+++ Provided data

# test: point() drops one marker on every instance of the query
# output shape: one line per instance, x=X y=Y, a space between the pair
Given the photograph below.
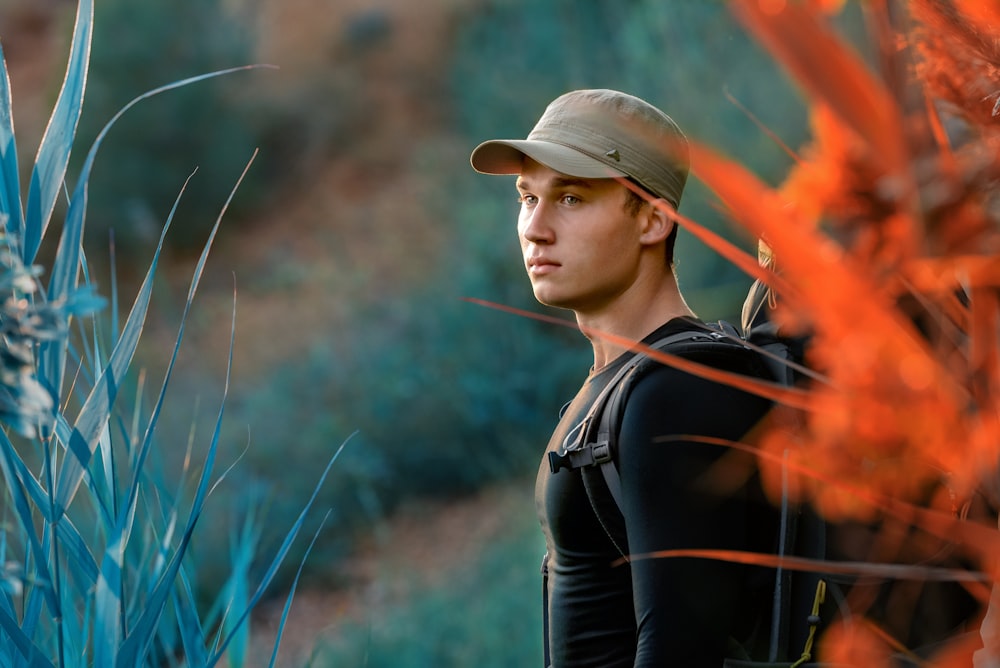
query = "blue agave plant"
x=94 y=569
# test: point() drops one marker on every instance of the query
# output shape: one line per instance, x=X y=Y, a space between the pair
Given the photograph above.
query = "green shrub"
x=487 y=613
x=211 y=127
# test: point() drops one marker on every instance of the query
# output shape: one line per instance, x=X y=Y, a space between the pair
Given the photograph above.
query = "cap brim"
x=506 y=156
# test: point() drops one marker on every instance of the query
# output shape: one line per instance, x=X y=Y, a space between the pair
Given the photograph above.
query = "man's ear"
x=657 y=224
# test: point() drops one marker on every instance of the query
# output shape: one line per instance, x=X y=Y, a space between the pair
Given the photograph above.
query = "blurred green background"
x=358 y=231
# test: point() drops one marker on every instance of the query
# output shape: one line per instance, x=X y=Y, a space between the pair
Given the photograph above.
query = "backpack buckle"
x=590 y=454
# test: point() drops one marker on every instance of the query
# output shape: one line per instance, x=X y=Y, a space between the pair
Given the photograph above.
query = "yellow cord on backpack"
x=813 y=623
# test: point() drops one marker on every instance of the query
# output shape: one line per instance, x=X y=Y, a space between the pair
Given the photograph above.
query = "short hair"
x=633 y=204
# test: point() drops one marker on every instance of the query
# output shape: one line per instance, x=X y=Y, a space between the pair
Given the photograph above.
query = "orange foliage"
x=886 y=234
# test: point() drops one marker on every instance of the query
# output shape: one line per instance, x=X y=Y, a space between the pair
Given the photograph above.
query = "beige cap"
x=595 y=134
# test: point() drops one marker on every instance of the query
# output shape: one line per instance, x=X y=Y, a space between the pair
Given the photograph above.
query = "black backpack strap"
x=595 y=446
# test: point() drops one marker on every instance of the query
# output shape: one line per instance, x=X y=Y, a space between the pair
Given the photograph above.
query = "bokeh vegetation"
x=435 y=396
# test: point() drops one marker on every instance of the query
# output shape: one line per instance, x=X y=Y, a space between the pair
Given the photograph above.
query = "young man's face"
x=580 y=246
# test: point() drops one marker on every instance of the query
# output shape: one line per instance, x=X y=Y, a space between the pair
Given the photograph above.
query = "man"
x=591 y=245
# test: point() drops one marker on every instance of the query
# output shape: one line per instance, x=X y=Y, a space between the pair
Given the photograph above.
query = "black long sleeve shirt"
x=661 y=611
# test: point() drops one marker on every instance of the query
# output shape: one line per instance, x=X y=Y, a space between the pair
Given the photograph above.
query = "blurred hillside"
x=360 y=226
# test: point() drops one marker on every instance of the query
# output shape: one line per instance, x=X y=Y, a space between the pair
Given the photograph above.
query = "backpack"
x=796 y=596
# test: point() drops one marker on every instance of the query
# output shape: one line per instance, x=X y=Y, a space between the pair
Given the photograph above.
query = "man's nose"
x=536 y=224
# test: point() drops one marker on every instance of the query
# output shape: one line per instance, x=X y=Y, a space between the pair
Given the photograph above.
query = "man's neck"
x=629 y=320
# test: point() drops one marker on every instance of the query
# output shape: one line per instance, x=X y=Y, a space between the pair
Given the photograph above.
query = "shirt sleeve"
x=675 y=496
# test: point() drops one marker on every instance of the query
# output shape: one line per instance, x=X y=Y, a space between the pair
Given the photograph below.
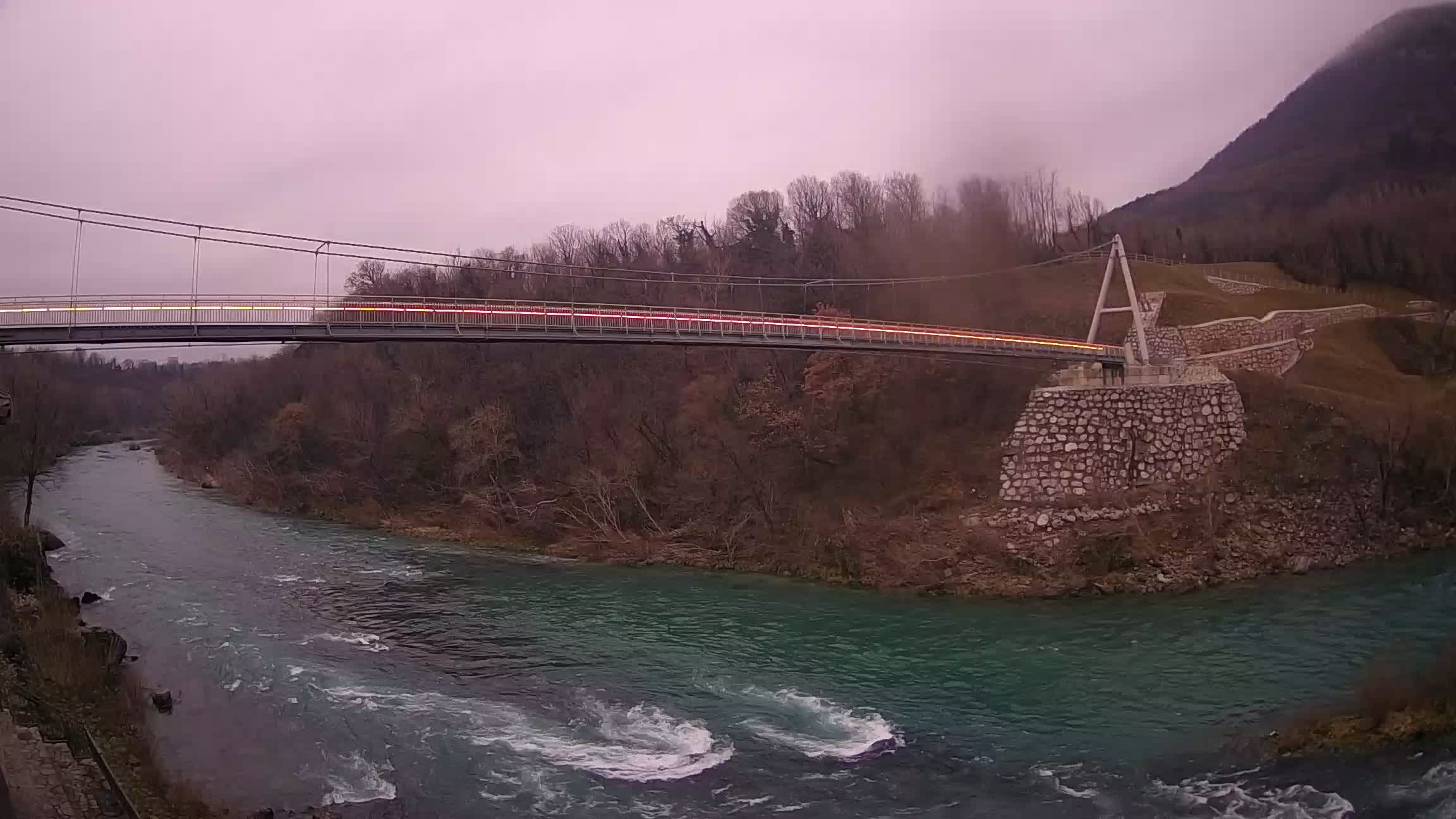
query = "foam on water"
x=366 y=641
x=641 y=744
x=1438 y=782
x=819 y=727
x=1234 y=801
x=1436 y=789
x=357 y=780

++++++
+++ Provided data

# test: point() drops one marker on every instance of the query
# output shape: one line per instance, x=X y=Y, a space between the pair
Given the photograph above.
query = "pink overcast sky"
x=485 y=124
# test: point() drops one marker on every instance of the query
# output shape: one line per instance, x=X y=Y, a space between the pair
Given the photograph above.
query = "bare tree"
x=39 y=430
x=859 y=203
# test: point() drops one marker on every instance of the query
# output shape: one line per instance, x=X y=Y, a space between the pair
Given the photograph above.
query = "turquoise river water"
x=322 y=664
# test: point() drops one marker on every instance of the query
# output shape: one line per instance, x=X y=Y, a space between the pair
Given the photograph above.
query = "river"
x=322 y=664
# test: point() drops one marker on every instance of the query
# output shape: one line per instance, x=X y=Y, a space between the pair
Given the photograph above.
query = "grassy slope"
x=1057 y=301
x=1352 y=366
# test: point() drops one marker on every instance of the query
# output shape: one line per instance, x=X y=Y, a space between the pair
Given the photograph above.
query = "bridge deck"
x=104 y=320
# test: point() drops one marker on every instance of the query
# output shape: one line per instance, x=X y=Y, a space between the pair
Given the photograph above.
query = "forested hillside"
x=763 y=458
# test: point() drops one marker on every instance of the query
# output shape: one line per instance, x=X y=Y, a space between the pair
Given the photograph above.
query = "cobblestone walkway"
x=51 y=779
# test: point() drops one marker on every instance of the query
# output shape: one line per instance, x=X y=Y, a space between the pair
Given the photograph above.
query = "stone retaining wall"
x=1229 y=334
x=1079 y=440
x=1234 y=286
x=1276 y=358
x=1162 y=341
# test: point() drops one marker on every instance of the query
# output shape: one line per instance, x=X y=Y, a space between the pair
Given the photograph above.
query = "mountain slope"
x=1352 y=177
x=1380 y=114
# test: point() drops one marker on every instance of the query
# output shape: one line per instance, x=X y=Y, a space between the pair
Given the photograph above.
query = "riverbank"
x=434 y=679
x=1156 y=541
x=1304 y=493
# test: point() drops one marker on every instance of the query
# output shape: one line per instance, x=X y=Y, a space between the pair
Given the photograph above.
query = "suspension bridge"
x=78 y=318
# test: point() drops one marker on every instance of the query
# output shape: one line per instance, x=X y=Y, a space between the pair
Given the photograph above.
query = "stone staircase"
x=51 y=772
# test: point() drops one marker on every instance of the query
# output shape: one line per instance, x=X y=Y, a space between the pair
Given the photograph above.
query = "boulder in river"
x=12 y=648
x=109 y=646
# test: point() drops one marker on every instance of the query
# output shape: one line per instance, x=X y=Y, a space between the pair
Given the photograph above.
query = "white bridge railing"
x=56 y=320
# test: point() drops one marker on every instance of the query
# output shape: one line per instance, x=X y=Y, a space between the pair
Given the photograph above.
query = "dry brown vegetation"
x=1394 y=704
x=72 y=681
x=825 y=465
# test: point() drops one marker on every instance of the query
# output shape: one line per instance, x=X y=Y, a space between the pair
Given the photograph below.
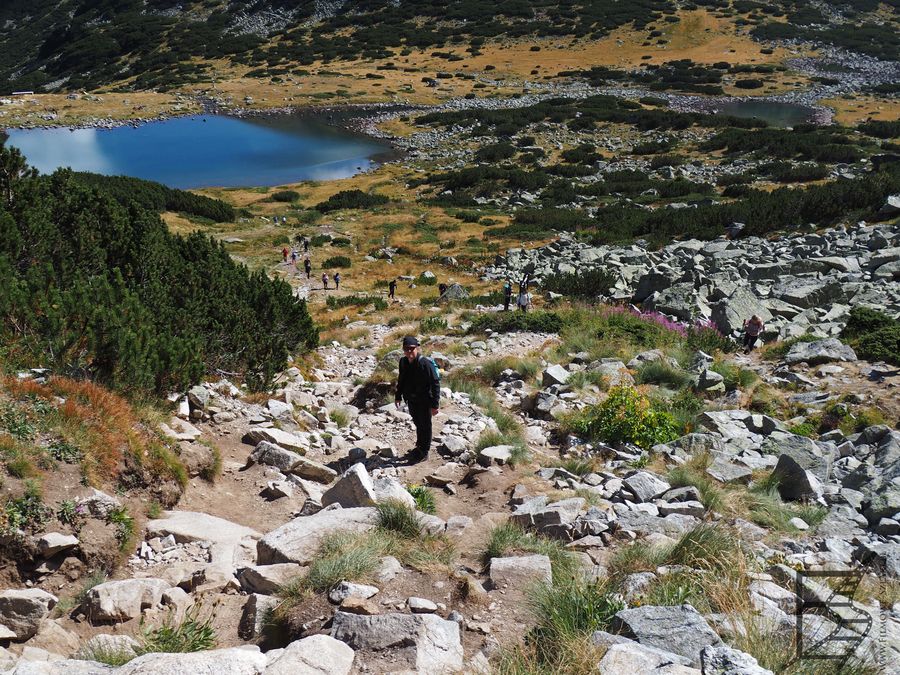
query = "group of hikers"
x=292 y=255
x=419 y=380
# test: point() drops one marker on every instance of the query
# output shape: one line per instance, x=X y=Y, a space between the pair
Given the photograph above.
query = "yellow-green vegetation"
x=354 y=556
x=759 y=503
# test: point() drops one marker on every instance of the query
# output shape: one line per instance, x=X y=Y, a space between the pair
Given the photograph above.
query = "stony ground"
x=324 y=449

++++++

_What needs to be done:_
Find every row above that contains the word "backpack", and copy each of those rows in full.

_Written response:_
query = "backpack buckle"
query = "yellow cord on backpack"
query = "black backpack strap"
query = "backpack"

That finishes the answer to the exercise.